:: PASSAGE FOR REVIEW ::
= = = = =

Mr. Jones, who also served in Vietnam, had attained the rank of senior chief petty officer, one of the highest non-commissioned ranks in the Navy, by the time he was sent to the Persian Gulf. When he returned, ailing, he had to retire from his state job as a mechanic eight years early and lost two-thirds of his retirement. Between medical costs and lost income, he estimates his own financial loss at between $250,000 and $500,000.

He said his attitude about the government and the military “has changed drastically” because of his experience.

“When I first went to Vietnam, I was told that if anything happens to you, we’ll take care of you,” he said. “That’s an illusion.”

Defense Department officials have said that they are aggressively trying to explain why Gulf War vets are sick but acknowledge that mistakes were made in the past.

Pentagon’s quest

At a Tuesday news conference, Rear Adm. Craig Quigley, Pentagon spokesman, said the Defense Department has “invested a commitment of time and effort and $133 million to fund 145 ongoing research projects to try to come up with an answer or a partial answer . . . on Gulf War illness.”

“So we very much look forward to receiving Dr. Haley’s work, taking a much closer look – and I hope he’s right.”

Rear Adm. Quigley also cautioned that “there are many steps to go here” and that he would like to see a peer review in a professional journal.

Dr. Haley said the research is under review at a major medical journal that focuses on radiology.

The radiology study received funding from the Defense Department and the Perot Foundation of Dallas. A total of 22 ailing veterans and 18 healthy subjects were subjected to magnetic resonance spectroscopy, which uses radio waves in a strong magnetic field to measure chemicals in the body.

The veterans who complained of illness had up to 25 percent lower levels of the brain chemical NAA (N-Acetyl-Aspartate) in the brain stem, which controls some reflexes, and in the basal ganglia, which control some functions of movement, memory and emotion.

“Some of these patients are profoundly disabled. There are stories of some real heroes who now barely are able to drive to the store,” said Dr. James L. Fleckenstein, a UT Southwestern professor of radiology who presented the findings at Tuesday’s meeting. “Although the existence of Gulf War syndrome is considered controversial, this is evidence supporting a physical mechanism for the problem.”

Radiologists did not know whether the patients they were testing were healthy or sick.

Treatment hopes

Other medical scanners, such as standard magnetic resonance imaging, had not detected changes in the brains of ailing Gulf War vets. Dr. Haley said that indicates the brain cells “are still there in the brain but are injured,” which gives him hope that some kind of medication can be found that will help the veterans with their symptoms.

“It’s time to stop debating whether there’s a Gulf War syndrome,” he said. “These findings show that there’s a Gulf War disease, which needs to be treated.”

= = = = =

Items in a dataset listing
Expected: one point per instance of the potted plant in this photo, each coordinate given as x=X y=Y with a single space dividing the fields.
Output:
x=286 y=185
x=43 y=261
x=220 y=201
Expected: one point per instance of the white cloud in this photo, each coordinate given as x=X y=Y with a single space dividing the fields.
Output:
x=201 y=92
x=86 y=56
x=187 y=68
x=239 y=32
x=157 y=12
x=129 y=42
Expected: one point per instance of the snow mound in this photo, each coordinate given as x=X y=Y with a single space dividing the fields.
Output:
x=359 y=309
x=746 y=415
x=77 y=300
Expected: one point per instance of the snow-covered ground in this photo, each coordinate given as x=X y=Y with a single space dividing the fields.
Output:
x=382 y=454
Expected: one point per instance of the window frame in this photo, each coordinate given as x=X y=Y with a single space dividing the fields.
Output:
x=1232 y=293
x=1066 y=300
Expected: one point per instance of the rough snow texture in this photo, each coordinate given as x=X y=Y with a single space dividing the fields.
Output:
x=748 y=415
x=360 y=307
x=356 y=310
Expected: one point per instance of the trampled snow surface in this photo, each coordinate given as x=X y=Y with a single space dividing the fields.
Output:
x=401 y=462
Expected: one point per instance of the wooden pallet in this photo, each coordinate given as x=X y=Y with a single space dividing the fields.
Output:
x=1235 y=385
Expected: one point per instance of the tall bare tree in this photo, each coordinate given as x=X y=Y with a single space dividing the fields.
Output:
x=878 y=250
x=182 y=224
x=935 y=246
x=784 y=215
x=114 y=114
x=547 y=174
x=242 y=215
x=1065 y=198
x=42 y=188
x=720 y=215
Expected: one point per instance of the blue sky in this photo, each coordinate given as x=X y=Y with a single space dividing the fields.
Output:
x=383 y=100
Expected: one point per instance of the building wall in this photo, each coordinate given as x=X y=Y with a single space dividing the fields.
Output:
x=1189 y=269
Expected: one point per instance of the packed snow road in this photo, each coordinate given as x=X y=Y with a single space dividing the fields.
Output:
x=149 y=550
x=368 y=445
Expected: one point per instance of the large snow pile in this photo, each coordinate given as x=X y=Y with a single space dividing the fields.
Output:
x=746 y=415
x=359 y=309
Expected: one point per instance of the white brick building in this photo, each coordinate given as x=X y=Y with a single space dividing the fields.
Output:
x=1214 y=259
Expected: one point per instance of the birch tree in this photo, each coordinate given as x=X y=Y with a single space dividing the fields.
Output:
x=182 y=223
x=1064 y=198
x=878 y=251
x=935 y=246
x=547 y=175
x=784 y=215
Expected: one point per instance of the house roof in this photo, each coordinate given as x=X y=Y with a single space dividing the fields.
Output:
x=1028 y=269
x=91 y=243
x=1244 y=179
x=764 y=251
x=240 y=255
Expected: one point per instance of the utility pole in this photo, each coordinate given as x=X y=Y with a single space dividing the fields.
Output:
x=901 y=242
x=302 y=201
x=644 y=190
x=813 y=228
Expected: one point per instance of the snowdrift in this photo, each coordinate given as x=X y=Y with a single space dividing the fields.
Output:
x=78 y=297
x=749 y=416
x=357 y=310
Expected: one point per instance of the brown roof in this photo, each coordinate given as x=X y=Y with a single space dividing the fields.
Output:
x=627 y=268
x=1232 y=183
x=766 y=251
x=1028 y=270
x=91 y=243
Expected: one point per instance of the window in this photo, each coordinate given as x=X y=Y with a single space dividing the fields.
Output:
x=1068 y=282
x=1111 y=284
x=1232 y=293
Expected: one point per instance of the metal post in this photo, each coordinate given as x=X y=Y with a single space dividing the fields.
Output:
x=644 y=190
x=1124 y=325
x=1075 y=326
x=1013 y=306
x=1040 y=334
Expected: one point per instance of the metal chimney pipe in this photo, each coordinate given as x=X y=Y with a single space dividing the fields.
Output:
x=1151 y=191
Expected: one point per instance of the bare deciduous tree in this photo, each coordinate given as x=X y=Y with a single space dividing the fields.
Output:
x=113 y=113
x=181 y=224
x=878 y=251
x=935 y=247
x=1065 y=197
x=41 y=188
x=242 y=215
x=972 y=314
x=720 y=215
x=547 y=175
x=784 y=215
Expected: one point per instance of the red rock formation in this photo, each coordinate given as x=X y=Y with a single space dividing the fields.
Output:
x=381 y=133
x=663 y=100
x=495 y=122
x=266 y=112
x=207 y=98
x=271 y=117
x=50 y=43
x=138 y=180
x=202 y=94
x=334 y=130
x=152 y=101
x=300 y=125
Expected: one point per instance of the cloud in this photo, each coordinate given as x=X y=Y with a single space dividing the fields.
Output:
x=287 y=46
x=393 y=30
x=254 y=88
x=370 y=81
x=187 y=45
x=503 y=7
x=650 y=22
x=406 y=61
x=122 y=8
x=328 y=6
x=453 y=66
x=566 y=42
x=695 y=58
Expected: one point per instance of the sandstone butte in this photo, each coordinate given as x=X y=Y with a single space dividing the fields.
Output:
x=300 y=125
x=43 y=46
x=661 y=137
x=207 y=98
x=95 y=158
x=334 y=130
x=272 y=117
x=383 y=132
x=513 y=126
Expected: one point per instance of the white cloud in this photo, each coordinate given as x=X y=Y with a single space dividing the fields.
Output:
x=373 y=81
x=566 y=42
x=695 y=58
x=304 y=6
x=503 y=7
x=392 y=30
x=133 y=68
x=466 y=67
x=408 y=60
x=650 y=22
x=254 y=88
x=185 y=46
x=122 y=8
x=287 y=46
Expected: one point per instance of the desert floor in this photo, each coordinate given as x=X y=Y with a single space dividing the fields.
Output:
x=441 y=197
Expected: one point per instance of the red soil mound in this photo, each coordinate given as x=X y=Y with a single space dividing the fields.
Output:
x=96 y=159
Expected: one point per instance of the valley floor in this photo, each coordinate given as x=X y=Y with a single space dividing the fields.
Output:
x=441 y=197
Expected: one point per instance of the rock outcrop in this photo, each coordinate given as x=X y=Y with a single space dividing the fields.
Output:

= = = = =

:: TASK DIRECTIONS ::
Write out the Gulf War illness article word for word from "Other medical scanners, such" to "with their symptoms.". Work only from the Gulf War illness article.

:: RESPONSE TO THIS EXERCISE ::
Other medical scanners, such as standard magnetic resonance imaging, had not detected changes in the brains of ailing Gulf War vets. Dr. Haley said that indicates the brain cells “are still there in the brain but are injured,” which gives him hope that some kind of medication can be found that will help the veterans with their symptoms.